**Excerpt:**
○ ○ ○ ○ ○ ○ ○
Blaza Toman was born in Prague, Czechoslovakia. She studied Mathematics and Statistics, earning a Ph.D. in Statistics from the Ohio State University in 1987 with a specialization in Bayesian Optimal Design. She taught statistics at the graduate and undergraduate level at Rutgers University and at the George Washington University, and was a consultant to several medical device companies on Bayesian clinical trial design and analysis. She became a member of the Statistical Engineering Division at NIST in 2000. Her main research interests remain Bayesian statistical methods.
At NIST, she became interested in uncertainty assessment for measurements in the physical sciences, and more generally in statistical methods relevant to metrology. She collaborates with scientists in many fields and with her colleagues in the Statistical Engineering Division developing statistical methods and software for robust uncertainty quantification and experimental design. One of her other interests is analysis of interlaboratory studies and key comparisons.
W. J. Youden Award in Interlaboratory Testing, the American Statistical Association, 2009.
Silver Medal, Department of Commerce, 2011, for participation in the response to the Deepwater Horizon oil spill.
○ ○ ○ ○ ○ ○ ○
**Data excerpts:**
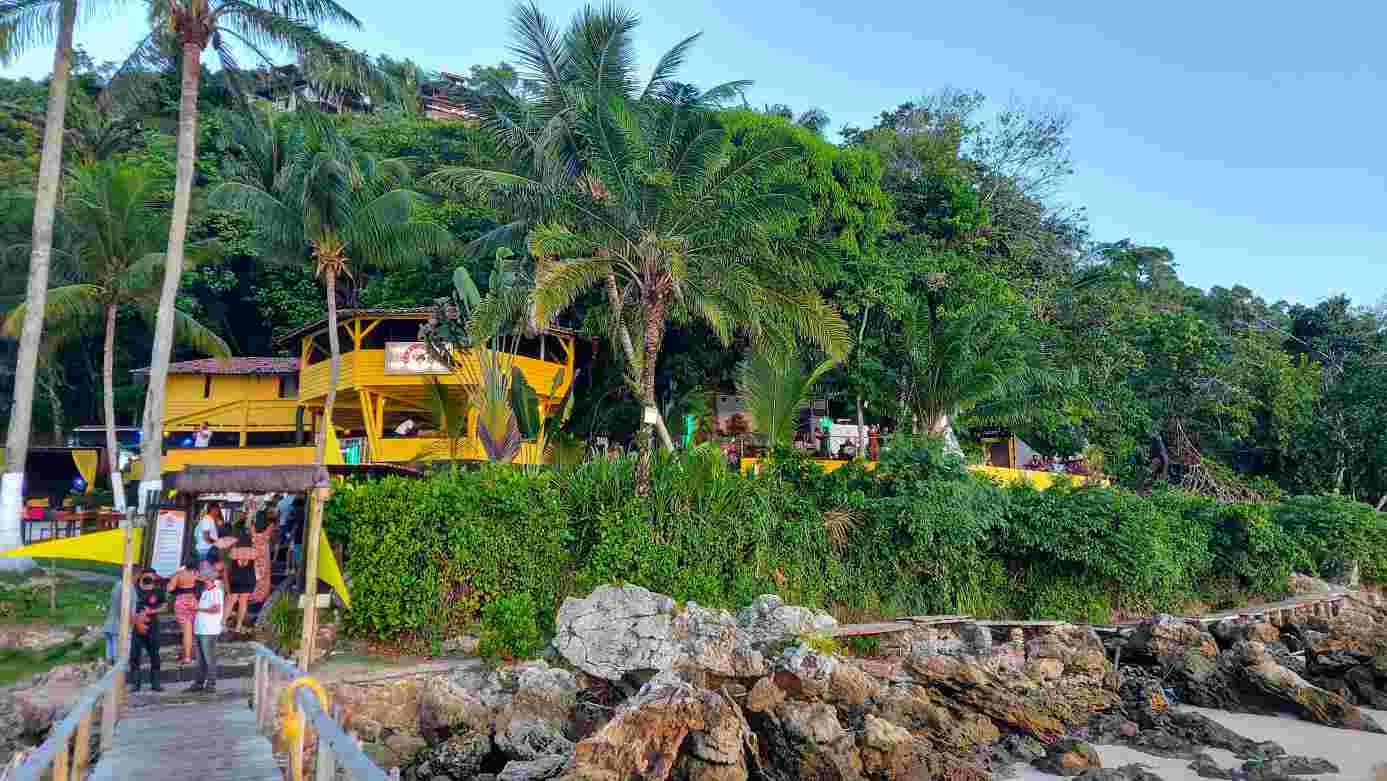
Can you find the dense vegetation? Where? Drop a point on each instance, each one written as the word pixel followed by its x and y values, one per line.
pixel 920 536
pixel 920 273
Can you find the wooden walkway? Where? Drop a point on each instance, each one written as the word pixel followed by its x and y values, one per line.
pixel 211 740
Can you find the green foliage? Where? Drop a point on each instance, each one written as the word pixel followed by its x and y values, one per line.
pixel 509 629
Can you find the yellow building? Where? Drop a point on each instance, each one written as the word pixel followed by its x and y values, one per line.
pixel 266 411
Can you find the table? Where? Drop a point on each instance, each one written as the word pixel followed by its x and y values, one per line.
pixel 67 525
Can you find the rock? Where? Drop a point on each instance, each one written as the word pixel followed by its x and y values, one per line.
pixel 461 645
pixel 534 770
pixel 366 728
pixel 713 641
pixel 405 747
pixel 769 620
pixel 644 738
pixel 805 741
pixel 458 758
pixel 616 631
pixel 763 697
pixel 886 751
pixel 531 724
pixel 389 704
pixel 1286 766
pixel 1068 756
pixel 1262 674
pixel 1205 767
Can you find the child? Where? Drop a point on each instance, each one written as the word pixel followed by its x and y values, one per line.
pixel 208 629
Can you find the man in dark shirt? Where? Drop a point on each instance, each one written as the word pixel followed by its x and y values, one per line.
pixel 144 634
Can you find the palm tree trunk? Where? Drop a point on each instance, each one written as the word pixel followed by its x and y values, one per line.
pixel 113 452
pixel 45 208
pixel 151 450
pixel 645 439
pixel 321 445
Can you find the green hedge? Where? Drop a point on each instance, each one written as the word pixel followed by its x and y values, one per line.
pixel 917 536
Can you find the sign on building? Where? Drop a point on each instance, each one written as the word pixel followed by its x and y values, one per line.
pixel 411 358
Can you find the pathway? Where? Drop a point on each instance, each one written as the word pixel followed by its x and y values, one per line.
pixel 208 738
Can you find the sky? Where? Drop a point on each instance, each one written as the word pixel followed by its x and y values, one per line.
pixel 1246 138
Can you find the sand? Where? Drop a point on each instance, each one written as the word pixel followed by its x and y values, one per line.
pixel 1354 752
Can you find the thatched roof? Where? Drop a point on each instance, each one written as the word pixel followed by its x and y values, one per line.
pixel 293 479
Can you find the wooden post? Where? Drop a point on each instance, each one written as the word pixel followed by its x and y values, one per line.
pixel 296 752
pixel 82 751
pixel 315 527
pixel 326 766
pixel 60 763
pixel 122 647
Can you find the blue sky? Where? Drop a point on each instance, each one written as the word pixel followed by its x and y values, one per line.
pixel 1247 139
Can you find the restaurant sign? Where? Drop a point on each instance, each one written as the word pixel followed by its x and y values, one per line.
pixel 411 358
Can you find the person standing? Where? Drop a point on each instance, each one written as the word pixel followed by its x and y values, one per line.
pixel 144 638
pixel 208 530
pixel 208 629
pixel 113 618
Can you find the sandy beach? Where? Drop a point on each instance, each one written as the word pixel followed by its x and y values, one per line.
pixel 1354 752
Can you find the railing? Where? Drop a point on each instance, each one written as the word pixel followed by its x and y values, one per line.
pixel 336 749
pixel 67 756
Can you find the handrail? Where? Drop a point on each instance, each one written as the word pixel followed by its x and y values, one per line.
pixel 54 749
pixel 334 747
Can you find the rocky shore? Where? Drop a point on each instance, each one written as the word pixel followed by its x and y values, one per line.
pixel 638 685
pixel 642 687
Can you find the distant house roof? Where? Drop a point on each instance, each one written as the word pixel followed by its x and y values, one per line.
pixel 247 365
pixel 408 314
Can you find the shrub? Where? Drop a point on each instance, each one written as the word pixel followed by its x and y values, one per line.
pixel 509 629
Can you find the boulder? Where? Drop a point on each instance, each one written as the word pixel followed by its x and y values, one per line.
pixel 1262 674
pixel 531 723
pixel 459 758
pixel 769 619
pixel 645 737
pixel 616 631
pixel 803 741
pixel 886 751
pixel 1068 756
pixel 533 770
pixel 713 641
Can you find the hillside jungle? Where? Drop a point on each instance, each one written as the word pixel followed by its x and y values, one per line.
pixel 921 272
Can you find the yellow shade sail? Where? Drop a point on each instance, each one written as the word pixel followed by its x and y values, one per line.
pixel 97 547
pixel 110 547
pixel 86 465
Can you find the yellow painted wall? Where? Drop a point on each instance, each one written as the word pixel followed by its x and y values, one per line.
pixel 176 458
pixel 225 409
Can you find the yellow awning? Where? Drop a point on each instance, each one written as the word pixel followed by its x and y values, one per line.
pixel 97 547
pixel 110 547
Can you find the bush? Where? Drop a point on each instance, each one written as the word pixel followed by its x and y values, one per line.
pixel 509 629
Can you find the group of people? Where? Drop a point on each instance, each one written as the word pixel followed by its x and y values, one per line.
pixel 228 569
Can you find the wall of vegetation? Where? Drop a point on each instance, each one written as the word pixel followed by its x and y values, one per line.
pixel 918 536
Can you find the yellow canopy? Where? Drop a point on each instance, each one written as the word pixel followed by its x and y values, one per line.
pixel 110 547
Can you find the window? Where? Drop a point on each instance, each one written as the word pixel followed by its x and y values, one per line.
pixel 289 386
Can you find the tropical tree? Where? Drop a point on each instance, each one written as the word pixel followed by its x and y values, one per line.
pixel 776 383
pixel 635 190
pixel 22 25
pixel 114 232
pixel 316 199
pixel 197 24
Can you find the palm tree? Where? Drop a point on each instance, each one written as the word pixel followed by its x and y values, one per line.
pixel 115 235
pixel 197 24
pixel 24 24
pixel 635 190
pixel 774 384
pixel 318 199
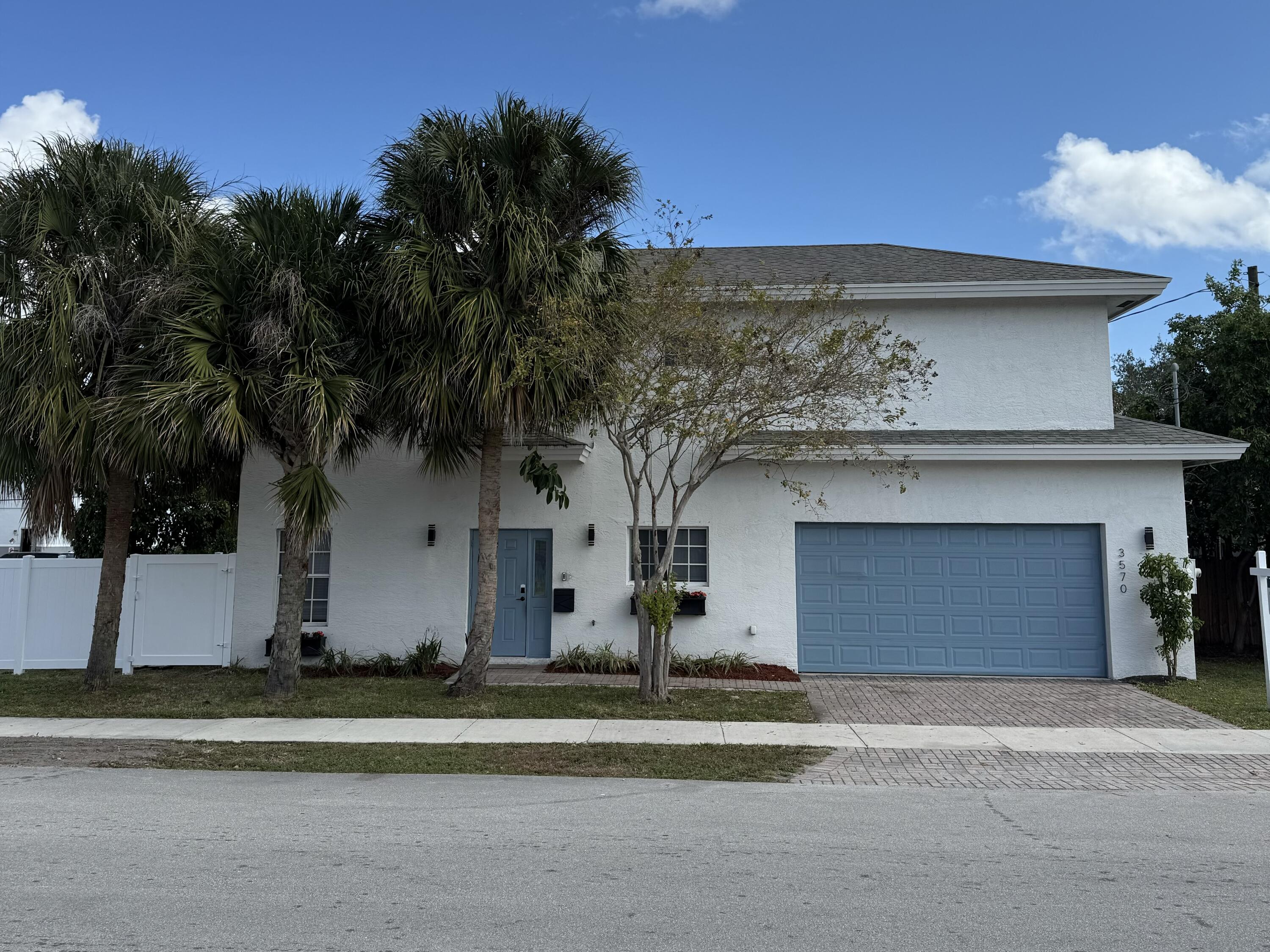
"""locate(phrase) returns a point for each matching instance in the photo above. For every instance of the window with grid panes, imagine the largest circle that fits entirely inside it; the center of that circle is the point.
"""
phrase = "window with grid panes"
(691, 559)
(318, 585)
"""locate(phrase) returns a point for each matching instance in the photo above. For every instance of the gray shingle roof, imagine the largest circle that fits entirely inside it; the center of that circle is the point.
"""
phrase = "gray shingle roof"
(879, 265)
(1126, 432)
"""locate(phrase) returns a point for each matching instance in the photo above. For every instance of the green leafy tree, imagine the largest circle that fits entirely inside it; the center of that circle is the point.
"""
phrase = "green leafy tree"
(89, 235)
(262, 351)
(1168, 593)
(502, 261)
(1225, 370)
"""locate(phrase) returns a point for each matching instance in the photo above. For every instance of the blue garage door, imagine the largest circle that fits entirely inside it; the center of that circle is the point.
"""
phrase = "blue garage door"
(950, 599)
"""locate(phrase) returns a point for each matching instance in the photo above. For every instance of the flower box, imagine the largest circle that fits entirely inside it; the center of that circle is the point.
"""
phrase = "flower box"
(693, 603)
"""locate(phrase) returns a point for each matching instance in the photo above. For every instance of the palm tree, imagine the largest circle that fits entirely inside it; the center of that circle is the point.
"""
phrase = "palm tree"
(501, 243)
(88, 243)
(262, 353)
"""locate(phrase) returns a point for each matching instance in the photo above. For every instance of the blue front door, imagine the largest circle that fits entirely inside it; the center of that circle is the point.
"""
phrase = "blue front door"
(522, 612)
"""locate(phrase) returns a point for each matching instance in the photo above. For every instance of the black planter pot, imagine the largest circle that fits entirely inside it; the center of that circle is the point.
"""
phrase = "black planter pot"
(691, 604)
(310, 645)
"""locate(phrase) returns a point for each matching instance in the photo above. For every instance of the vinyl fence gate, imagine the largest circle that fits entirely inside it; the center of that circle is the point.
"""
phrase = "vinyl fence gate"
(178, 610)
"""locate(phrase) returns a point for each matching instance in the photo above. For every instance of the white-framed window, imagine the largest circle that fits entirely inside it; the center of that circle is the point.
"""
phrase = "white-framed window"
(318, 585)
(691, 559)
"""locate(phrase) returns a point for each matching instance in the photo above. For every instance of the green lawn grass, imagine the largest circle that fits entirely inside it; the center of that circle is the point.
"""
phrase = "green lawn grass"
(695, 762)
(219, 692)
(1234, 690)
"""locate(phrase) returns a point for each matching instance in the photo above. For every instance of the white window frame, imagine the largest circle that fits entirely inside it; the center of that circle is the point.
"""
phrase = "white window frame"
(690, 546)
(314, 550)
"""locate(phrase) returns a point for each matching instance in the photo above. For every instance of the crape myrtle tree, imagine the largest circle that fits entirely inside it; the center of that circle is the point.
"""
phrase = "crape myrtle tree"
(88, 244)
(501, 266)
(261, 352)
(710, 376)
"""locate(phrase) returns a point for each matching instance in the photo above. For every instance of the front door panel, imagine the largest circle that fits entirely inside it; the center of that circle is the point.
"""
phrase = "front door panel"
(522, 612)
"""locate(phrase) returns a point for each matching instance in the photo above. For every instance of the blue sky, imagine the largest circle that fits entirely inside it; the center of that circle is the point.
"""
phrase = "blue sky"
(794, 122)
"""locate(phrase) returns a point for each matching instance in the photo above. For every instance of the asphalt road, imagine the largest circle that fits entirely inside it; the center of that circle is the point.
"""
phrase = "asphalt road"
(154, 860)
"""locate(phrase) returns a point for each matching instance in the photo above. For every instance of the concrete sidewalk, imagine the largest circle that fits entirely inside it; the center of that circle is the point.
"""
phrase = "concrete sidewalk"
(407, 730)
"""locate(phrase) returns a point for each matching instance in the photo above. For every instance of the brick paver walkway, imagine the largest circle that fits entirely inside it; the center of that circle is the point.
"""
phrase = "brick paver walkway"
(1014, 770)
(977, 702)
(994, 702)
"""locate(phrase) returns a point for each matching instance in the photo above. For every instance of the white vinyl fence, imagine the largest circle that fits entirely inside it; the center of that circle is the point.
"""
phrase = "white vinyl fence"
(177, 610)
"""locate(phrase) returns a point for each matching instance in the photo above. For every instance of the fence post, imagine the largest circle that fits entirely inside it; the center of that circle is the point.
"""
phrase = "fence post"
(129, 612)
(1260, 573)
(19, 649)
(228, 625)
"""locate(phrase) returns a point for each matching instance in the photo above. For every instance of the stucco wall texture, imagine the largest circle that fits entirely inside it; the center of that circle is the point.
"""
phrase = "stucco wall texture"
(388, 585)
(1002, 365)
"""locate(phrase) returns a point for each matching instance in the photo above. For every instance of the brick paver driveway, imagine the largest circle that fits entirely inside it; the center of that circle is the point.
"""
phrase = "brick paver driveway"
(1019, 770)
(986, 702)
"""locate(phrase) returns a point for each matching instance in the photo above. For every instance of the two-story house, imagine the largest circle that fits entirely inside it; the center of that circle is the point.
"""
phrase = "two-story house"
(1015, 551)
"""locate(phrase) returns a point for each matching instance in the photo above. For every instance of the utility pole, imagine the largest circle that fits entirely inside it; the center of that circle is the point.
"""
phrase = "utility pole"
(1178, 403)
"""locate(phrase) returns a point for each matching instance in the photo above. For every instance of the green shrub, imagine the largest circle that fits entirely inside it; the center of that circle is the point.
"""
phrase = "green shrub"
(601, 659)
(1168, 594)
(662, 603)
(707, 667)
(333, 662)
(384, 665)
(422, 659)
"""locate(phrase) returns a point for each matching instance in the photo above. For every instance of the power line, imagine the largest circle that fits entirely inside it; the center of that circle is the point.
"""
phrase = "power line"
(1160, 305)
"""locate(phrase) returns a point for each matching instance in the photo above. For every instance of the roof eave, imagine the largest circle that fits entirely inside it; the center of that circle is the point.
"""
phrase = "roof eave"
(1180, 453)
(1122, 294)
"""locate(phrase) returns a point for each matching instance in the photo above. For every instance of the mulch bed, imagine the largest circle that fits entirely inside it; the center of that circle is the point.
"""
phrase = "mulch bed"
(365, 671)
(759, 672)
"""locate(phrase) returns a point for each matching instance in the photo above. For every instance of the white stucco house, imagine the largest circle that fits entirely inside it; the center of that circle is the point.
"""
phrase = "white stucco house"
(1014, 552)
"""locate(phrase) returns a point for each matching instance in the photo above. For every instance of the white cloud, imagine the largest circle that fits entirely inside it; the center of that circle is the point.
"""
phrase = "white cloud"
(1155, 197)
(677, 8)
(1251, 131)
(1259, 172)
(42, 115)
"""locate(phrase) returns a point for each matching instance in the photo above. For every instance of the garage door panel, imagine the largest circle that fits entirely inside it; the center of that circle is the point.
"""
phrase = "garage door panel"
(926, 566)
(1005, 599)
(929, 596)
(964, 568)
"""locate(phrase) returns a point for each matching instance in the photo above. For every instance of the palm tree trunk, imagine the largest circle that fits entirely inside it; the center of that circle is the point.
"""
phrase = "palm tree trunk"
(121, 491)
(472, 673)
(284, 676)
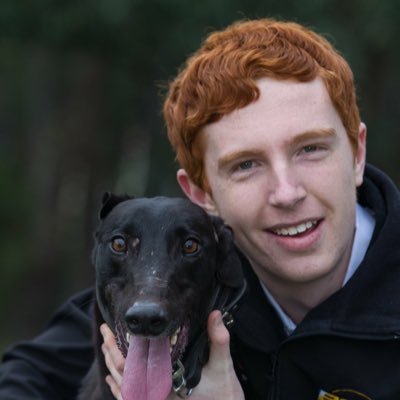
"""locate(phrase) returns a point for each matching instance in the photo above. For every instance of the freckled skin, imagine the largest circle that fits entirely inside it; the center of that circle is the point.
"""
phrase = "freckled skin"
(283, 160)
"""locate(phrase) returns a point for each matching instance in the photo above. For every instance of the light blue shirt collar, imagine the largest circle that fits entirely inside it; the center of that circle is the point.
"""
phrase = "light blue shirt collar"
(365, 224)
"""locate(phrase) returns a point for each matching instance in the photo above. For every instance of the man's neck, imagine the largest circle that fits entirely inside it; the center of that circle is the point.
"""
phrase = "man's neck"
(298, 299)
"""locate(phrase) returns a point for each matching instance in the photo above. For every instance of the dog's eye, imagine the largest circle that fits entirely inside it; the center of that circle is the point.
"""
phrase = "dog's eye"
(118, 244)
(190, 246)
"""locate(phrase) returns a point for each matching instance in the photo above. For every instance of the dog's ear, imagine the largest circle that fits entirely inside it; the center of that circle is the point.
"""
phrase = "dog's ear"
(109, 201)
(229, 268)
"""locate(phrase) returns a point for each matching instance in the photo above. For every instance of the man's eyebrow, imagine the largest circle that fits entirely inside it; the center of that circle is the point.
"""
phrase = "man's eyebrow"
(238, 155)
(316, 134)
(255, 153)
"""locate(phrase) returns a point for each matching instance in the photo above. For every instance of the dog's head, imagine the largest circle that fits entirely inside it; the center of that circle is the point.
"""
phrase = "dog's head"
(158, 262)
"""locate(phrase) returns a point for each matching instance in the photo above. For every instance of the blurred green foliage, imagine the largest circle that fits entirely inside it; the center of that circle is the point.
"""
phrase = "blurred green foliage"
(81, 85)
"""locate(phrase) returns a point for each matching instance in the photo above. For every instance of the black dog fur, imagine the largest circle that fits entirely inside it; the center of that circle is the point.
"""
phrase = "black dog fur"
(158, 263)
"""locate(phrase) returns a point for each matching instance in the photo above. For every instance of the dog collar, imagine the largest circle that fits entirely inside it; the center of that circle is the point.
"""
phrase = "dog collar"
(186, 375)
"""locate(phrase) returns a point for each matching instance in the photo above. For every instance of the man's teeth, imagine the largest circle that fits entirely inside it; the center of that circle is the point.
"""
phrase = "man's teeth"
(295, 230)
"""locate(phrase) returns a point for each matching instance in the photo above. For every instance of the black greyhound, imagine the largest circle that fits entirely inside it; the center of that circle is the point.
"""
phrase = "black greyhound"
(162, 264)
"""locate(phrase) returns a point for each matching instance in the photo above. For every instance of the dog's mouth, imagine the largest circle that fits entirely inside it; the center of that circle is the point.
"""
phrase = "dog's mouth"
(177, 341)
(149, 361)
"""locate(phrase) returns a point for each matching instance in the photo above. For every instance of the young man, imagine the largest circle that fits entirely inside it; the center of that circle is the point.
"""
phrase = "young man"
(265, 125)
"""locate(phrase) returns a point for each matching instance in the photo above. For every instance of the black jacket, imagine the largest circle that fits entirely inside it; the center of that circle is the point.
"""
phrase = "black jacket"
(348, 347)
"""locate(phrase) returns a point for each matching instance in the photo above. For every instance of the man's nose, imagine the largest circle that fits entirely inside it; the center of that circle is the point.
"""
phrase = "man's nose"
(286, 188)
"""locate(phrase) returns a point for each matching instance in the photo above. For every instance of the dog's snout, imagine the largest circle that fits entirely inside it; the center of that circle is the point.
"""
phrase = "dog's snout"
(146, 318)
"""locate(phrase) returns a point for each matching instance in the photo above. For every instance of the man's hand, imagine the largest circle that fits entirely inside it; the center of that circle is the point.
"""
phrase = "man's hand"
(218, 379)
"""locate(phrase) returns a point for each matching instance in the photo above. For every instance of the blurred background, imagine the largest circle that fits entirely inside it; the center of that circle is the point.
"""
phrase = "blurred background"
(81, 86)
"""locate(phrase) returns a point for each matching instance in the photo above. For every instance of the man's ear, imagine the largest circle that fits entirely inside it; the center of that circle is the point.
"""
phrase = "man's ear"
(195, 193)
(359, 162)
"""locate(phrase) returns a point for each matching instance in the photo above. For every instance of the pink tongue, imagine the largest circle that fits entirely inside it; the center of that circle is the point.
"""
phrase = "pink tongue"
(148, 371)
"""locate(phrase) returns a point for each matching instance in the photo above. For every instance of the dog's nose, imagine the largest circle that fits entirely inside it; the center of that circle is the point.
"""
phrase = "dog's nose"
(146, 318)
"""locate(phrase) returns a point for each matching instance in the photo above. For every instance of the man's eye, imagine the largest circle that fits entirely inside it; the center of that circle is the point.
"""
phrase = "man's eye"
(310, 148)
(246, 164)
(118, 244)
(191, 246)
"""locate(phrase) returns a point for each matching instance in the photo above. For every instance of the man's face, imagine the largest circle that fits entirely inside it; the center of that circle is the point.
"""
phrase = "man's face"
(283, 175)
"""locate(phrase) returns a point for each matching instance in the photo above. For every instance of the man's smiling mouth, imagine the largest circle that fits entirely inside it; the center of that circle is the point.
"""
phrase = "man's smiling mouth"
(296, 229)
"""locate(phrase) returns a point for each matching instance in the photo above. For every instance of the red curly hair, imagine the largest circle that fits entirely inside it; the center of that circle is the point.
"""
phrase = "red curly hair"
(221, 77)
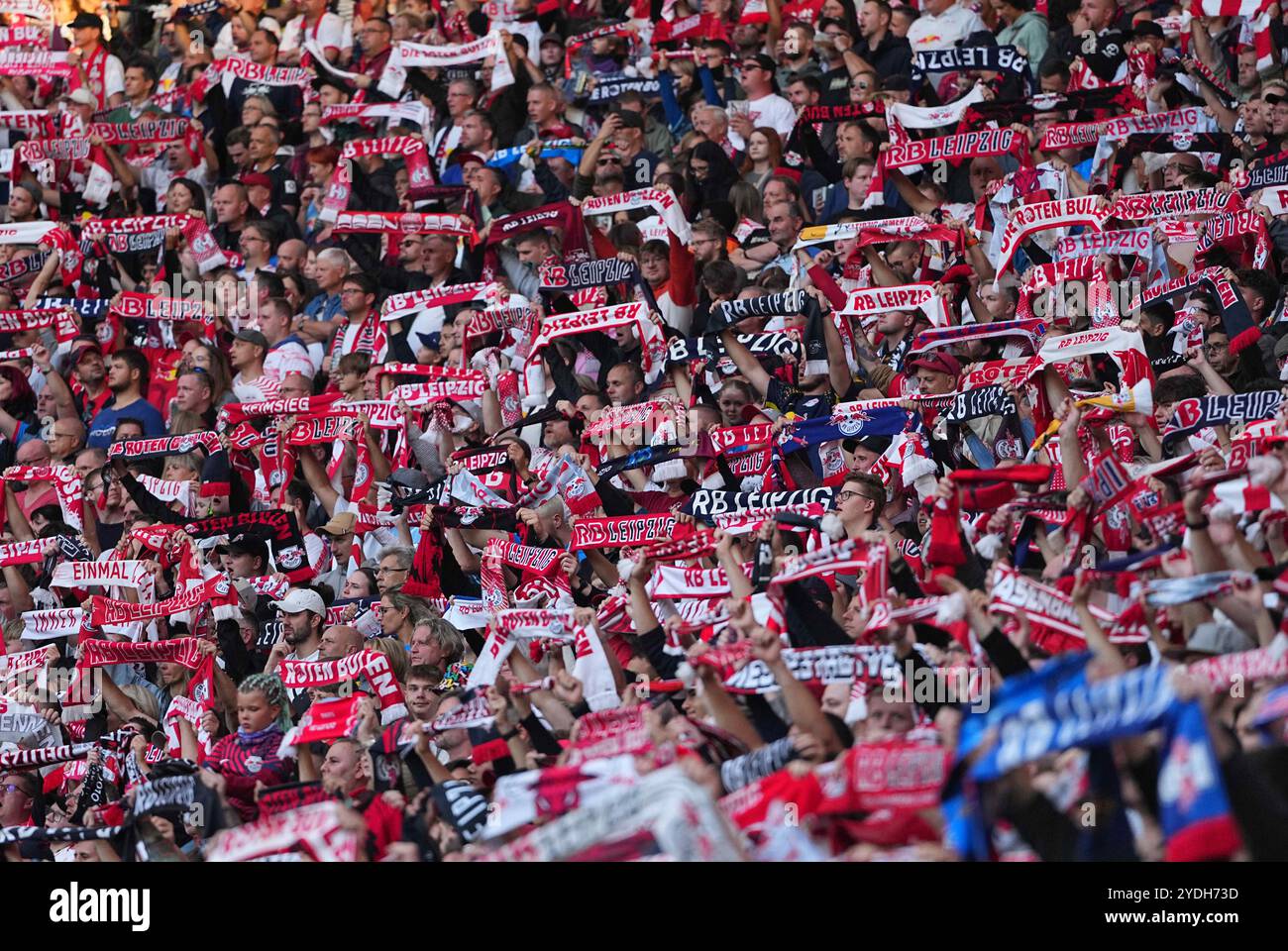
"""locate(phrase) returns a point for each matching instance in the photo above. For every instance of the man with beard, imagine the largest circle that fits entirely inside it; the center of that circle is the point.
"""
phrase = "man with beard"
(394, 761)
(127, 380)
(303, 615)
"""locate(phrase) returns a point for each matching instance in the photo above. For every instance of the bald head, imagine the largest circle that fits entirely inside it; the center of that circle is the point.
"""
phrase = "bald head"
○ ○ ○ ○ ○ ○ ○
**Prompt:** Continue the biography of Blaza Toman from where it stops above.

**Result for this exercise:**
Silver Medal, Department of Commerce, 2016, for work related to the Fire Dynamics Simulator (FDS) for fire modeling.
Bronze Medal, Department of Commerce, 2018, for development of rigorous analytical methods and data-evaluation processes for the determination of chemical purity.
Bronze Medal, Department of Commerce, 2019, for development and implementation of a measurement assurance strategy to improve comparability and reliability of cell-based assays.
Bronze Medal, Department of Commerce, 2021, for the design and development of a robust, SI-traceable, photocatalytic activity measurement system, which includes a new international documentary standard and a new value assignment to NIST Standard Reference Material 1898, Titanium Dioxide Nanomaterial.
Bronze Medal, Department of Commerce, 2022, for the development of high-pressure reference isotherms of nanoscale porous adsorbents.